--- Task to complete ---
Could you transcribe the material below exactly, without leaving out a single line?

--- Items from a data source ---

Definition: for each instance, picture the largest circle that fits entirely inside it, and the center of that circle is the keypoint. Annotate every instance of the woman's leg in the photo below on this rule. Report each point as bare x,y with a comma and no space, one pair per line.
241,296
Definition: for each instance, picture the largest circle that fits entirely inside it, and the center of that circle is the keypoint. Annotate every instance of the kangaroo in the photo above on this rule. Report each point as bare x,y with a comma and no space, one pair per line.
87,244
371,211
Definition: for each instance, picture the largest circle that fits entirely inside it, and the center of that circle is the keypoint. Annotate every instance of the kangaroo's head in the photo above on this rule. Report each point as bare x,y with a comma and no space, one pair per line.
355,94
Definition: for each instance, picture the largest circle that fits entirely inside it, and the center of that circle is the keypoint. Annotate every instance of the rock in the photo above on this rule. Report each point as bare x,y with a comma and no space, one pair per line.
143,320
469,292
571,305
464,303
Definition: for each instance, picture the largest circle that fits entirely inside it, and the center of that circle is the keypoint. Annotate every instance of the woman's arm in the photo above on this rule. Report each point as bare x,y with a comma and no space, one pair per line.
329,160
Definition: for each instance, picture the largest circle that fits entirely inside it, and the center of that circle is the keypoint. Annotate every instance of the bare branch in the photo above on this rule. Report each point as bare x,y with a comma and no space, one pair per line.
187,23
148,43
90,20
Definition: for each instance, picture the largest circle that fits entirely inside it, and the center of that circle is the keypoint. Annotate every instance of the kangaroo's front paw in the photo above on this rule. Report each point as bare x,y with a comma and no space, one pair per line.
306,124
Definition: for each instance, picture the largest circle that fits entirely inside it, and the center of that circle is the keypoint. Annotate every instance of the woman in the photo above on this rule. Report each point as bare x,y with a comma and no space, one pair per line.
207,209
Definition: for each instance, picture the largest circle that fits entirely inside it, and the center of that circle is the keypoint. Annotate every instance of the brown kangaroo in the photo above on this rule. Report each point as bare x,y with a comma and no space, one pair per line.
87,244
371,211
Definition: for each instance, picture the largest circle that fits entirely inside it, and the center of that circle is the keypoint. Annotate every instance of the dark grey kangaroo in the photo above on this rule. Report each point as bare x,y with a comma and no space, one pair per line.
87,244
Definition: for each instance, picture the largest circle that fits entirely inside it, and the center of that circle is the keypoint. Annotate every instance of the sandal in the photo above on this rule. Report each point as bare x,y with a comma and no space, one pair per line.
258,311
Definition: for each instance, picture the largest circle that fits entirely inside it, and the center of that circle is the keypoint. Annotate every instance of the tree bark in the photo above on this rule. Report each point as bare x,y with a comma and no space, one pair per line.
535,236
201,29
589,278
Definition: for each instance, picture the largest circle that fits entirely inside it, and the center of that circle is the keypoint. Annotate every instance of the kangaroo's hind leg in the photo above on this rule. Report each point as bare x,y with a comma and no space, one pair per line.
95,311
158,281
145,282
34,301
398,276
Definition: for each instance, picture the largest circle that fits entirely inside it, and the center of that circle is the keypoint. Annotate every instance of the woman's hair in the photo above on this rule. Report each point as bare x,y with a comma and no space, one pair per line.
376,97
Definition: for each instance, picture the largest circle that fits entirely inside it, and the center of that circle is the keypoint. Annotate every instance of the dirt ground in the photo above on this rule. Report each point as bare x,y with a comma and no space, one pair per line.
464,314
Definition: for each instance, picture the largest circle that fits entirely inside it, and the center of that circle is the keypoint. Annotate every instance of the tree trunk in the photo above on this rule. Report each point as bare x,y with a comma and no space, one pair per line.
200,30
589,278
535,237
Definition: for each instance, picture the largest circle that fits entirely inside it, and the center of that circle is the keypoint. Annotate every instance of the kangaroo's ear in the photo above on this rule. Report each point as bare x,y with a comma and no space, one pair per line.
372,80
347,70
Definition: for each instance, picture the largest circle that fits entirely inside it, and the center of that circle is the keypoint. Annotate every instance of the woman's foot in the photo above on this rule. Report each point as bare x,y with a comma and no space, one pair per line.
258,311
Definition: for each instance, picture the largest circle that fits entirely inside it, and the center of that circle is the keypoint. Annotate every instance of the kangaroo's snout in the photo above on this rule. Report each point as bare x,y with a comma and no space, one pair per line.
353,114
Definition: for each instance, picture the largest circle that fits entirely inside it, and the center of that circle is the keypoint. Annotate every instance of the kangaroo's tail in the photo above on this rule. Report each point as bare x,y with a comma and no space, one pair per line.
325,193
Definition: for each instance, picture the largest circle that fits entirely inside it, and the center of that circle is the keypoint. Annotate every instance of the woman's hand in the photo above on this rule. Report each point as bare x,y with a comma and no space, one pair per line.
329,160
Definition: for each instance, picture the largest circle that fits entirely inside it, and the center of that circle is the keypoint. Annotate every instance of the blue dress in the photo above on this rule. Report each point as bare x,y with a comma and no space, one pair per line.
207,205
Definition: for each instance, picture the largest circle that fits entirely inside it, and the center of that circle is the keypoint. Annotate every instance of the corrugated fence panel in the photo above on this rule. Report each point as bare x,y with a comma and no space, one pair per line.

--- Written response ---
Definition: for each instance, picture the largest circle that fits entirely inside it, and the center of that circle is the keypoint. Annotate every instance of the woman's leg in the photo below on this rule. Report each point as bare x,y with a comma and no space, one pair per line.
241,296
Definition: for each instance, picture the largest circle that fits entirely inside it, and the center of that circle is the keypoint. Annotate every instance of the kangaroo in the photo above on this rule. Report each point as bare x,y with a comma and no space, one pair per line.
87,244
371,211
Definition: for each instance, picture the largest circle that fits entirely inside it, and the center of that circle is the keypoint. Annotate every instance of the kangaroo's head in the photo above on this rule. Report each point as bare x,y with a comma and no space, one pair per line.
355,94
Definition: for each instance, picture the largest circle that fits entirely inside it, and the center of that circle is the keypoint. Annotate every instance of the rock in the photo above on this rule. Report each point as bare x,y with a comma and no space, one pair per line.
143,320
469,292
571,305
464,303
Definition: for each instance, picture the largest circle that fits entirely inside it, and the center of that circle is the keypoint. Annotate every instance of the woman's arm in the photo above on this rule. Report each point as bare x,y with a comma and no space, one pair per line.
329,160
Definition: for each instance, picture the largest circle that fits entirely inside it, and the center of that circle is the keypoint. Annotate every instance of the bare branch in the photo above on this rule. Report each point as bare x,y with a comma and no space, one pair per line.
187,23
148,43
90,20
Definition: for each instance, picture the largest circle that fits entirely inside it, and the center of that circle is the keypoint. Annotate every instance of the kangaroo's front paw in the photo above on this rule. Report each point as bare x,y with a comma and no space, one pair per line.
306,124
Definition: for each instance, picture the largest circle that fits entirely inside it, and the center of that circle is the keypoint. Annotate every instance of the woman in the photo above on this rule. Report each point as bare x,y with a comma and no space, one pair per line.
207,209
Definition: for each instance, picture the largest circle that fits entirely inside it, and the center of that circle is the keypoint. Annotate every instance of the brown kangaroo in the photo above on this rule. Report each point as bare x,y with a comma and no space, one pair per line.
87,244
371,211
Definition: for each instance, picture the largest circle that fits entirely inside it, and the center of that circle is the keypoint. Annotate every instance of the dark grey kangaroo in the photo above on this rule. Report each point as bare x,y with a comma and no space, one pair per line.
87,244
Definition: for each instance, picture the largest circle that fits entirely inside it, and the center of that circle is the keypoint. Annotate every instance of the sandal in the photo above on this rule. Report each point as bare x,y with a comma and no space, one pair per line.
258,311
Definition: for each instance, picture the largest circle that fits entirely inside it, and the center of that circle is the keypoint. Annotate every instance of the tree bark in the photo above on this rule. Report each point as bare x,y with a comma and no space, one pair per line.
535,236
201,29
589,278
Definition: for each instance, picture the largest circle that fits entirely inside it, and the center of that circle is the keypoint. Annotate every instance of the kangaroo's hind leg in the photo above on this rule. Report each point as bare x,y with a comma and no space, one pair per line.
95,311
158,281
145,282
34,301
398,276
Definition: for each instance, picture the largest circle that fits entirely inside it, and the center of that circle is the keypoint. Annotate every instance of the woman's hair in the photo above on this rule. Report each point as bare x,y with a comma and no space, one pair per line.
376,97
Definition: for each instance, picture the largest circle that fits entirely inside it, and the center of that circle is the keypoint. Annotate every instance of the dirt ground in the photo above on this rule. Report each point as bare x,y with a comma and no space, one pair per line.
464,314
Definition: for each instance, picture the largest circle that fits entirely inside it, and the center of that circle is the keypoint. Annotate every instance of the tree trunk in the photo above on this rule. Report each point as bare x,y with a comma and no space, one pair per line.
200,30
589,278
535,237
Definition: for each instance, picture the largest circle that fits entirely inside it, and the center of that circle is the keypoint. Annotate every instance of the kangaroo's ear in the photo above on this rule. Report each point as bare x,y with a comma and no space, one pair per line.
372,80
347,70
Definition: for each instance, picture the largest circle that fits entirely inside it, and the center of that circle is the keypoint. Annotate every instance of the woman's foot in the photo above on this rule. Report each point as bare x,y with a comma and no space, one pair per line.
258,311
Definition: for each instance, picture the largest circle that fits entirely inside it, and the center of that circle is the keypoint. Annotate every instance of the kangaroo's snout in the photo above on this rule. Report each point as bare x,y with a comma and no space, one pair per line.
353,114
Definition: for each instance, picture the largest circle that fits entirely inside it, and the center of that circle is the keypoint. Annotate every instance of the kangaroo's tail in the photo above on this rule. Report each point as bare x,y with a comma and no space, one pair per line.
325,193
Definition: for each instance, picture the largest circle that fits entirely inside it, and the center of that circle is the keypoint. Annotate every instance of the woman's hand in the photo above on this rule. Report each point as bare x,y with a comma and no space, one pair per line.
329,160
Definition: for each instance, picture the largest circle that fits entirely inside it, and the center of that circle is the keypoint. Annotate every instance of the blue dress in the photo above on this rule. Report each point as bare x,y with a comma and no space, one pair per line.
207,205
Definition: for each instance, picture the largest circle that fits entirely inside it, and the center of that circle is the keypoint. Annotate every instance of the corrugated fence panel in the photo above on this rule. Report each point as bare x,y with a comma and no space, one pair per line.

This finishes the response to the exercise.